* [PROBLEMS AND TASKS]
(a) In the pop music commentary, which hit record was The Love Affair found not to have actually played on?
(b) Extend the pop music commentary, picking up right after its final sentence.

* [EXCERPT]
════════════════════
They raised 'labelling' to new heights by sticking little paper posteriors over every dressing room ceiling, while addressing any dodgy looking person as a 'wissock'.

They were not stupid. By advocating no more than terribleness, they actually sounded fantastic — for surprise, surprise, they really could play!

Which sidetracks me into the fracas that bounced around the newsdesks of the national press in the '60's when it was discovered that The Love Affair didn't actually play on their hit record 'Everlasting Love'. I suppose now with session fees ever-rising to offset the increasingly spasmodic nature of such work in an overcrowded business, and the decline in demand for musical quality (caused by an overstrained bandwagon piled high with recycled musical sequences definitely down to one wheel and the Cherokees closing fast...), it is now cheaper to sign up a young band and let them play it themselves.

It only takes two fingers on a synthesiser, a rhythm box, automatic bass and chording, baggy trousers and a puppy fat-free jowl, and you could be the Human League, Blancmange, Spandau Ballet, or Tears For Fears.

Anyone or all of them — they're all playing the same rhythms in the same tones — except the handsome Robert De Niro lookalike saxophonist who is probably called "Zoot" and sounds like you'd wish he'd hurry up and reach eighteen so he'll be given the key...

The comedian Tony Hancock had it off pat when he advocated the Infantile School in his movie The Rebel — a delightful spoof on what is seen by some as a high society rip off along the lines of the Bricks In The Tate, the Anaemic Nun In A Snowstorm, or Jackson Pollock dropping a bollock.


What prat would buy that for so much money I hear you say.

And I say — what prats went and purchased the sentence 'Oh, Vienna' bunged over some music?

Too bad I didn't think of putting such a brilliant brace of two syllable, two word rhetoric together. The nearest I got was 'Oh, Virginia', which somehow smacks of Dan Maskellism.

Labels inhibit the forward thinking musician, who must declare his manifesto before embarking on a live performance. After all, who wants to see an admired artist blow a gig thanks to dodgy biorhythms.

Baby Bio Rhythms, the two year old 'lovechild' drummer of a mythical flower power hippy rock star and his 'lady', left the stage prematurely last night after paradiddling in his pants, stating it was a symbolic gesture timed to coincide with a sixteen bar period of pppp (v. pianissimo) which always occurs midway through his Wagnerian cycle.
════════════════════
Source records
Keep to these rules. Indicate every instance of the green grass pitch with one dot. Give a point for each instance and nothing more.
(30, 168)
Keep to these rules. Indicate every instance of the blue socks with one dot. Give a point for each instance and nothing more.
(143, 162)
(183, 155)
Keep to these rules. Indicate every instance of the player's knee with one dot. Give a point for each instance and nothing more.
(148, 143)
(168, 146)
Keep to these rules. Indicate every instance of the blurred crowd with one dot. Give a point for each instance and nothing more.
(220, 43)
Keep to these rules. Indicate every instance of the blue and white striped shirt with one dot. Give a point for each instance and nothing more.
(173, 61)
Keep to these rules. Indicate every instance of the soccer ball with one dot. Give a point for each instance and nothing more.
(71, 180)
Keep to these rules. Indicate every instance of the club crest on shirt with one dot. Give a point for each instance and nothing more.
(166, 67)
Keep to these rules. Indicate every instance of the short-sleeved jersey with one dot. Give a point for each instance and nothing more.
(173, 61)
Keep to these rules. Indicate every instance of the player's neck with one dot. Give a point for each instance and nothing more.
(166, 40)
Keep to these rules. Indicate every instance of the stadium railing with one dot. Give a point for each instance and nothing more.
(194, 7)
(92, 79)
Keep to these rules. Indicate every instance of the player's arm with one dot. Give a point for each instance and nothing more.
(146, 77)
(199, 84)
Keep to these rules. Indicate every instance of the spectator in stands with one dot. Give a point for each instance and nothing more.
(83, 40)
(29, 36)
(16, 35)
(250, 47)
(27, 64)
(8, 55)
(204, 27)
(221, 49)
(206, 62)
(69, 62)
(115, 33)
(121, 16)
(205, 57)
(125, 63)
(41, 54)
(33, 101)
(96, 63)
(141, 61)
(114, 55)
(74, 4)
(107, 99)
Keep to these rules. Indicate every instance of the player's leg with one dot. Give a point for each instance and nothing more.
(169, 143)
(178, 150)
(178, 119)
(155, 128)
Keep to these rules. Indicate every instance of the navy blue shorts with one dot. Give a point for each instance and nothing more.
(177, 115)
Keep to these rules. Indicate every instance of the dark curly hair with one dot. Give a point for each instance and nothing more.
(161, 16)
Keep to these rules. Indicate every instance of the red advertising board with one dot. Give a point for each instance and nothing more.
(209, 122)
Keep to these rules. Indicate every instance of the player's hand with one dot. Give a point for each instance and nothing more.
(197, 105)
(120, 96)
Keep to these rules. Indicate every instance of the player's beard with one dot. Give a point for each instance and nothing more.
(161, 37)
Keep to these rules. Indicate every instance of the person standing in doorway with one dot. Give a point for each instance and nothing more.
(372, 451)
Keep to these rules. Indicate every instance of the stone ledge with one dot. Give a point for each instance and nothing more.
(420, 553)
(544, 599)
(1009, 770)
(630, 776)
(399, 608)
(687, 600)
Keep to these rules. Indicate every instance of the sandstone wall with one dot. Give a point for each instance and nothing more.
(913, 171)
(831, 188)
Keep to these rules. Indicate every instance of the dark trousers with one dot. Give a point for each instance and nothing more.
════════════════════
* [ANSWERS FOR THIS EXERCISE]
(a) 'Everlasting Love'

(b)
Thinking about it, there are only three types of over the hill rock musicians: those who still do it, those who don't do it, and those who are so untogether they're called, for the sake of a label — jazz musicians.

"He has his ups and downs, man... and for all his gigs I've seen, I've never seen him up, but I've heard about this fantastic gig at Ronnie's when he stood at the back of the room throughout his set — just staring into space, man!!"

To some people, a 'jazz' musician holds as much fascination as a Martian.

Really, it all comes down to that old adage of supply and demand. The band's name depicts the style (could band be an abbreviation of BRAND?), people pay to see and hear that style — and then the manager makes off with all the money...

The Manager. Now there's someone I'd stick a label on — or better still a bunch of fives. Instantly the proverbial caricature springs to mind, except that in the good old days they used to smoke cigars. Now thats been replaced by the imbibing of exotic French chalk — the stuff you get in John Bull puncture repair kits.

It's the manager who has to package his 'little band of geniuses', tie them up tight and send them straight up the charts — preferably first class, although that costs more. As he has to believe in what he's selling, he has to make up his own label.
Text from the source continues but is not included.